Available data Start Marker

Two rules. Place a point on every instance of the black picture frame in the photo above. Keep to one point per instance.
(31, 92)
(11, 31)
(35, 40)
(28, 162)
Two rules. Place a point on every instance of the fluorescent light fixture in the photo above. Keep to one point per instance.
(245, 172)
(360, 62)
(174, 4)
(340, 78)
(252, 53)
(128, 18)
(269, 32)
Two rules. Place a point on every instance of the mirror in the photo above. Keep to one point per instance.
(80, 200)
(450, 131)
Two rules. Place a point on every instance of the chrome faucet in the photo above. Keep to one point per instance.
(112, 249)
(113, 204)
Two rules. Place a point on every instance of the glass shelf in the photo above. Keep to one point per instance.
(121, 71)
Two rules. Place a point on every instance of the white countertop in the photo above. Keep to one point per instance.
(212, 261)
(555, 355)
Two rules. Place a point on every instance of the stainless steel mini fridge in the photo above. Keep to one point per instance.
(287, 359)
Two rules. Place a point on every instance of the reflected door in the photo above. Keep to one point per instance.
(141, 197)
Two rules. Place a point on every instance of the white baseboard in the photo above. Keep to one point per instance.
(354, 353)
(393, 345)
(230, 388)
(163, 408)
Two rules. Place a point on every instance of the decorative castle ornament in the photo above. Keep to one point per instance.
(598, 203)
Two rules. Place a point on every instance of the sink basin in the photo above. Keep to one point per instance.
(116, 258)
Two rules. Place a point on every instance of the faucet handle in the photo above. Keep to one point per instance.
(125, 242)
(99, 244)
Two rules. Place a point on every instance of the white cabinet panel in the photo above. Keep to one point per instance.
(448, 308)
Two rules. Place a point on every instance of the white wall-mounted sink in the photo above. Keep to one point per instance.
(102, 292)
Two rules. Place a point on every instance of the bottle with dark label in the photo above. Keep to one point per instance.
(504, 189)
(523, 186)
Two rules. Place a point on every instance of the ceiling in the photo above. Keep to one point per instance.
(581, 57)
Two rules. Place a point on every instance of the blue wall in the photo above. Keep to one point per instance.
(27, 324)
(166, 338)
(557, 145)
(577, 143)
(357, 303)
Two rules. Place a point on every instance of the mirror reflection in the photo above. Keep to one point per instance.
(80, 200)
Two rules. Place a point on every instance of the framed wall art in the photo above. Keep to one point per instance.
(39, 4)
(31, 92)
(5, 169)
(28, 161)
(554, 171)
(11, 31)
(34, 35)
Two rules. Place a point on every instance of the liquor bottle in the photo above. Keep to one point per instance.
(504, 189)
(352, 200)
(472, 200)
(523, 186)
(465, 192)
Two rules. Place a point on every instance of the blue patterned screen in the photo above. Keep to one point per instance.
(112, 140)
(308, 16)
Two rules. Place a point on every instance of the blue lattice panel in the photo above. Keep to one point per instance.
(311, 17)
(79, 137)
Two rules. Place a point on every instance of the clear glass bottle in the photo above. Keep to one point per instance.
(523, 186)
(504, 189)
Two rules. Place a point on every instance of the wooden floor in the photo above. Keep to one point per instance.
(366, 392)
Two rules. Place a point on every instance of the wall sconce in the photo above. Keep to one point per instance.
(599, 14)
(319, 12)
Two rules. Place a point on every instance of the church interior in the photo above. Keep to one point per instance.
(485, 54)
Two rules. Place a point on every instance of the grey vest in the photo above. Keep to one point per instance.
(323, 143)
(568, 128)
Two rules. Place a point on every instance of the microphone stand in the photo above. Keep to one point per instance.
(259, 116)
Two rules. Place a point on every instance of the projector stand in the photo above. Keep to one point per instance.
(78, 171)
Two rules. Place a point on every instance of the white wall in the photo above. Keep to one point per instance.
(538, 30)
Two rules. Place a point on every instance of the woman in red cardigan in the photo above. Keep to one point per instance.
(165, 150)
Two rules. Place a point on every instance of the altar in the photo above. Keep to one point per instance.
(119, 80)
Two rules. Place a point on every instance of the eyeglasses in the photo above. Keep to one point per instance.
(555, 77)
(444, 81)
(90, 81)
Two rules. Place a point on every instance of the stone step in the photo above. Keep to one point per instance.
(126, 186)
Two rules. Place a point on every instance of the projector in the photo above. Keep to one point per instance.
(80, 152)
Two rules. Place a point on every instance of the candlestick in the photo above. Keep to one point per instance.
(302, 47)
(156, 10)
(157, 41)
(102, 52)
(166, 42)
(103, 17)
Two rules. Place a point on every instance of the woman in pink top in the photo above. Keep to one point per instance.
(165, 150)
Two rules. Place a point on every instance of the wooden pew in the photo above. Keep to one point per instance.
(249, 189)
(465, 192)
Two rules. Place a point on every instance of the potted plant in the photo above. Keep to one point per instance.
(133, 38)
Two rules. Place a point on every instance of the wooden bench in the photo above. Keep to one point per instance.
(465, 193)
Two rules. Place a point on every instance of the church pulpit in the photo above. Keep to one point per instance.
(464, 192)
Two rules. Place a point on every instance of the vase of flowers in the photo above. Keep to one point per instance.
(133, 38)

Available data End Marker

# Exercise prompt:
Line by line, copy the data above.

# Response area:
Two rules. Place a point on every instance of the black picture frame in the photo above. Keep to one point per instance.
(31, 92)
(11, 31)
(35, 40)
(28, 162)
Two rules. Place a point on every instance of the fluorescent light fixture in the photo above. Keep to one point per instance.
(245, 172)
(360, 62)
(174, 4)
(340, 78)
(252, 53)
(128, 18)
(269, 32)
Two rules. Place a point on every instance of the mirror in the photo above. Keep to one point per instance.
(80, 200)
(450, 131)
Two rules. Place a point on every instance of the chrome faucet in the photo above. Keep to one point per instance.
(112, 249)
(113, 204)
Two rules. Place a point on every instance of the glass shelf in the photo above. Keep to one point per instance.
(121, 71)
Two rules. Place a point on every instance of the white countertop in the photo above. Keep to one point per instance.
(212, 261)
(555, 355)
Two rules. Place a point on every instance of the stainless steel mini fridge in the photo above. Keep to one point per instance.
(287, 359)
Two rules. Place a point on every instance of the reflected door in the photo above. Keep to one point per instance.
(141, 197)
Two rules. Place a point on every instance of the white baseboard in the photo above. Keep to one point per instance.
(354, 353)
(393, 345)
(230, 388)
(163, 408)
Two rules. Place a point on every instance of the decorative castle ornament in the photo above. Keep to one point per instance.
(598, 203)
Two rules. Place a point on every instance of the sink basin in the photo above. Keep to one point per instance.
(116, 258)
Two rules. Place a point on every instance of the faucet handle in the photo above. Keep to one point per instance.
(125, 242)
(99, 244)
Two rules. Place a point on every instance of the white cabinet panel in the photo above. Keep to one point per instance.
(448, 308)
Two rules. Place a point on every instance of the white wall-mounted sink in the photo above. Keep to one point per instance.
(102, 292)
Two rules. Place a point on every instance of the bottle with dark label in the photo above. Keep to one point per instance.
(504, 189)
(523, 186)
Two rules. Place a point on every instance of the ceiling in the photo above. Keep to one point per instance.
(581, 57)
Two rules. Place a point on every instance of the blue wall in the photo above. Keep to one point per instance.
(27, 324)
(166, 338)
(557, 145)
(577, 143)
(357, 303)
Two rules. Place a point on every instance of the mirror reflection in the photo above. Keep to one point per instance.
(80, 200)
Two rules. Place a point on every instance of the framed wall art in the photo above. Keep to one point per instance.
(39, 4)
(31, 92)
(5, 169)
(28, 161)
(554, 171)
(11, 31)
(34, 35)
Two rules. Place a point on every instance of the liquor bottle in the photo above. Keep to one point per instance.
(504, 189)
(352, 200)
(472, 200)
(523, 186)
(465, 192)
Two rules. Place a point on every instance of the blue patterned screen in the photo above. Keep to one point per instance.
(112, 140)
(308, 16)
Two rules. Place a point on every instance of the blue lattice panel in the photo above. Keep to one point per instance.
(311, 17)
(79, 137)
Two rules. Place a point on every instance of the clear glass bottle in the photo above. Keep to one point per instance.
(523, 186)
(504, 189)
Two rules. Place a point on every instance of the wooden floor in the photo above. Keep to one point per instance.
(366, 392)
Two rules. Place a point on every instance of the wall sconce in the photo above. Keep to one point per instance.
(599, 14)
(319, 12)
Two rules. Place a point on every instance of the church interior in the photo above. Keep to one point per instance.
(485, 54)
Two rules. Place a point on every instance of the grey vest in the photo above. Keep to one point per instance.
(323, 143)
(568, 128)
Two rules. Place a point on every instance of the microphone stand in the photo above. Keep to one point per instance.
(259, 116)
Two rules. Place a point on every instance of the projector stand in the photo above. Keep to one point per instance.
(78, 171)
Two rules. Place a point on every instance of the white wall in the photo above. Keep to one point per instance.
(538, 30)
Two rules. Place a point on every instance of the woman in red cardigan in the photo above. Keep to one point per instance.
(165, 150)
Two rules. Place a point on every instance of the altar in the photo above. Keep to one point per instance.
(119, 80)
Two rules. Place a point on every instance of the eyeglasses in the photo above. Keep to one point per instance.
(555, 77)
(444, 81)
(90, 81)
Two rules. Place a point on every instance of the stone step in the photo above. Keep to one point per instance.
(126, 186)
Two rules. Place a point on every instance of the projector in the photo above. Keep to one point per instance.
(80, 152)
Two rules. Place a point on every instance of the candlestick in the photo above. Keep to one point per instance.
(302, 47)
(156, 10)
(157, 41)
(102, 52)
(166, 42)
(103, 17)
Two rules. Place a point on every instance of the woman in pink top in the photo above. Keep to one point per instance.
(165, 150)
Two rules. Place a point on every instance of the wooden pew in the photo above. Keep to one point per instance.
(249, 189)
(465, 192)
Two rules. Place a point on every instance of the potted plant in the photo above. Keep to one point per instance.
(133, 38)
Two rules. Place a point on every instance of the wooden bench in the photo above. Keep to one point per instance.
(465, 193)
Two rules. Place a point on every instance of the church pulpit in the photo above. Keep to one point per instance.
(464, 192)
Two rules. Place a point on every instance of the vase of flowers in the photo above. Keep to one point per instance.
(133, 38)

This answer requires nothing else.